MATERIAL TO PROCESS: Begin
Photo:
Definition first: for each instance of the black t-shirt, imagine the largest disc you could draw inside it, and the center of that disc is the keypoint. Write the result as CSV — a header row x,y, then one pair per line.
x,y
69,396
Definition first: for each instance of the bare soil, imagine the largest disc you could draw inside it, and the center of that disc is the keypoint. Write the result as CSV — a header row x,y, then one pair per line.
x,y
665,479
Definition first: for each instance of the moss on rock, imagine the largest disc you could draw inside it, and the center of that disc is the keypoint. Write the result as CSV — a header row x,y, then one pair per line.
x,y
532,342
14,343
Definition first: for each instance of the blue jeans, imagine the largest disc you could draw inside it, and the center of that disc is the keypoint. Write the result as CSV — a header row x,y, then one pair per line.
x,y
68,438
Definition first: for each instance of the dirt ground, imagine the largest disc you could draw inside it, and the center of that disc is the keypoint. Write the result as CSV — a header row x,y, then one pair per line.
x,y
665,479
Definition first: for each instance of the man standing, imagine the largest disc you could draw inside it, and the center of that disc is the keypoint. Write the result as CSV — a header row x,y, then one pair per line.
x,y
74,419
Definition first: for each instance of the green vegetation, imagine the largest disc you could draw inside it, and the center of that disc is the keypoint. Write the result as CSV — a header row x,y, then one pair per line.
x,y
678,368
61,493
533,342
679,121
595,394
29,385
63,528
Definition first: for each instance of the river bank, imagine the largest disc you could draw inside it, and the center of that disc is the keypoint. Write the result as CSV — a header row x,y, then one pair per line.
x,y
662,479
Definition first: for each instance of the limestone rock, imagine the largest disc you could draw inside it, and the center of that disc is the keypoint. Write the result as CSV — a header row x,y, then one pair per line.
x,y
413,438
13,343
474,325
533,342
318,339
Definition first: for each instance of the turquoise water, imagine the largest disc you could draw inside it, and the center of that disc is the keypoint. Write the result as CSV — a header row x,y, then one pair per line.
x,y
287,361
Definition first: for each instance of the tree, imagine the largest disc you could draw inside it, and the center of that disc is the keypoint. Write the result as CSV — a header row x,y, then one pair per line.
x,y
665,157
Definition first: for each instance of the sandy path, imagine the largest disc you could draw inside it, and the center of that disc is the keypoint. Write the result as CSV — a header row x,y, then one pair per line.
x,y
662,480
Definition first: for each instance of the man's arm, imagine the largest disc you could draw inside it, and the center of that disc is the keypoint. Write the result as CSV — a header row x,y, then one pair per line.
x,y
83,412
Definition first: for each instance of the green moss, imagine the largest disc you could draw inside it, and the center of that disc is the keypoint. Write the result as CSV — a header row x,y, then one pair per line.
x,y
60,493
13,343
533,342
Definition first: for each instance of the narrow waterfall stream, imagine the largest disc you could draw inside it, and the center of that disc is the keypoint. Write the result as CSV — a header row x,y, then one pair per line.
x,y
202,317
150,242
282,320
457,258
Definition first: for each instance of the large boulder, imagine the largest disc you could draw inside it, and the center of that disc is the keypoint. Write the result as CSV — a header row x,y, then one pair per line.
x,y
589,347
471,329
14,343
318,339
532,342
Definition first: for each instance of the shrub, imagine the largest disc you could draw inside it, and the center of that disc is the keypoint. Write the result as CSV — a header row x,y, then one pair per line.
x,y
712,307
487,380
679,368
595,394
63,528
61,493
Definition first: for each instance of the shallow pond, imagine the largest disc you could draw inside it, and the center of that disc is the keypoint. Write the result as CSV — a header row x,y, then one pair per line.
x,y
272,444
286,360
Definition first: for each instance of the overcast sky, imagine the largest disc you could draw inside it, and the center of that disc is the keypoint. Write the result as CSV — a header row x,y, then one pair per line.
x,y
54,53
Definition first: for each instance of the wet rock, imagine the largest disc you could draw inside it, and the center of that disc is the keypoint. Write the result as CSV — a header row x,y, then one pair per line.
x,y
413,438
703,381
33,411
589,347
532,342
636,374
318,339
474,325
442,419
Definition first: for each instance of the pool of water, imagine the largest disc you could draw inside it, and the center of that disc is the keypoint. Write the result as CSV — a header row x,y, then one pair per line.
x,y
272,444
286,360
MATERIAL TO PROCESS: End
The whole of the material should be restated word for word.

SOLUTION TO THIS PROBLEM:
Photo:
Definition first: for each instance of the black t-shirt, imagine the largest disc you could draw inside it, and the center of that disc is the keypoint. Write the result as CSV — a header row x,y, then one pair per line.
x,y
69,396
Definition first: for each instance of the bare soil, imagine the largest disc you could draw inside it, and the center of that disc is the keypoint. Write the result as CSV — a header row x,y, then one pair per line.
x,y
665,479
Definition first: for each instance of the moss on rock, imagine the largest disc you could draw inside it, and the center of that disc is the keypoint. Write the result as CSV — a header row x,y, then one pair per line.
x,y
532,342
14,343
Definition first: for each instance of the blue jeans, imagine the largest disc you could draw inside it, and the center of that disc is the keypoint. Write the result as CSV — a header row x,y, then one pair per line.
x,y
68,438
Definition first: for each instance of the dirt ground, imagine the largest disc you could draw inside it, and the center of that disc is the keypoint. Write the result as CSV — a header row x,y, then one pair per line.
x,y
665,479
Definition first: for each instance of the man standing, imagine the largest disc you could draw inside it, and the center of that disc is the keypoint. Write the result as CSV — a header row x,y, then one pair per line.
x,y
74,419
Definition first: for each instance of the green vegetation, imagine the largest disc you could draw inside it, and the center of that disc is the keypoint. Write the result as CSV — a header row x,y, then one pair per line.
x,y
678,368
61,493
533,342
679,121
595,394
29,385
63,528
Definition first: for each instance of the river bank, imagine the largest disc you could draw inside it, and the center of that disc is the keypoint. Write the result as CSV — a header row x,y, then one pair per line.
x,y
662,479
Definition first: for each instance of the limestone rock, imagine the largest disc you could draw inside it, and the center of that disc is the keypoint. Write the result as CSV — a header row x,y, then one pair per line.
x,y
413,438
13,343
474,325
533,342
318,339
Definition first: for each instance of the turquoise water, imagine the largest disc you could draw inside it, and the center of that disc is the keypoint. Write the result as CSV — a header row x,y, then one pair per line.
x,y
287,361
Definition first: for each instance of the tree, imagine the largest disc you could draw inside it, and the center of that disc is the keypoint. Write the result as CSV — a header row x,y, then one pair per line.
x,y
665,157
Definition first: for each instance of the sandy path, imagine the largest disc you could draw inside it, and the center of that disc is the keypoint. Write the result as CSV — a header row x,y, then one pair per line.
x,y
662,480
Definition first: for each instance of the man's arm, imagine the largest disc you could draw inside it, and the center of that disc is the keypoint. Write the result as CSV — a header row x,y, then one pair per line.
x,y
83,412
Definition first: for each instance of the green moss, imagine the largest disc you could draw inside it, and the center of that disc is the keypoint. Write the result as CSV — a header row x,y, then one pair per line.
x,y
60,493
13,343
533,342
Definition first: for each instance of the narrow waterfall stream, imagine the largest disc you could draw inside it, and the center of that disc is the keypoint. Write the result as CSV — a header row x,y, then one pair per line.
x,y
202,317
150,242
282,320
457,258
Definition first: for each instance of the large boulder, imagine the largest disc you could draw inside it, and the center of that disc is the keypoint. Write the result as CSV — a header row x,y, then one pair per line.
x,y
589,347
471,329
14,343
318,339
532,342
Definition first: for each instance of the shrub, imagine the largest disc you could draw inside it, and the center of that disc is the keypoint. Write the result as CSV — a header row x,y, then one pair per line.
x,y
712,307
487,380
679,368
595,394
63,528
61,493
Definition first: for each instance of the shallow pond, imagine the largest disc you could draw inside it, and the center of that disc is the keypoint. Write the result as CSV — a header row x,y, then one pair per line.
x,y
272,444
286,360
Definition first: for each instance of the overcast sky, imagine the largest disc you could draw inside it, and the center of that disc is the keypoint. Write the result as CSV — a header row x,y, then one pair per line.
x,y
54,53
Definition first: for each instance of the wet rock, imagine the largest disc you could draw inside it, and the center of that disc is the keypoint. Write the result as CSV — a header row x,y, then one pair per line.
x,y
413,438
703,381
33,411
589,347
532,342
636,374
318,339
474,325
442,419
Definition first: for each instance of the pool of water, imagine the largest disc you could draw inside it, and the center of that disc is the keypoint. Write the result as CSV — a header row x,y, then one pair per line.
x,y
272,444
286,360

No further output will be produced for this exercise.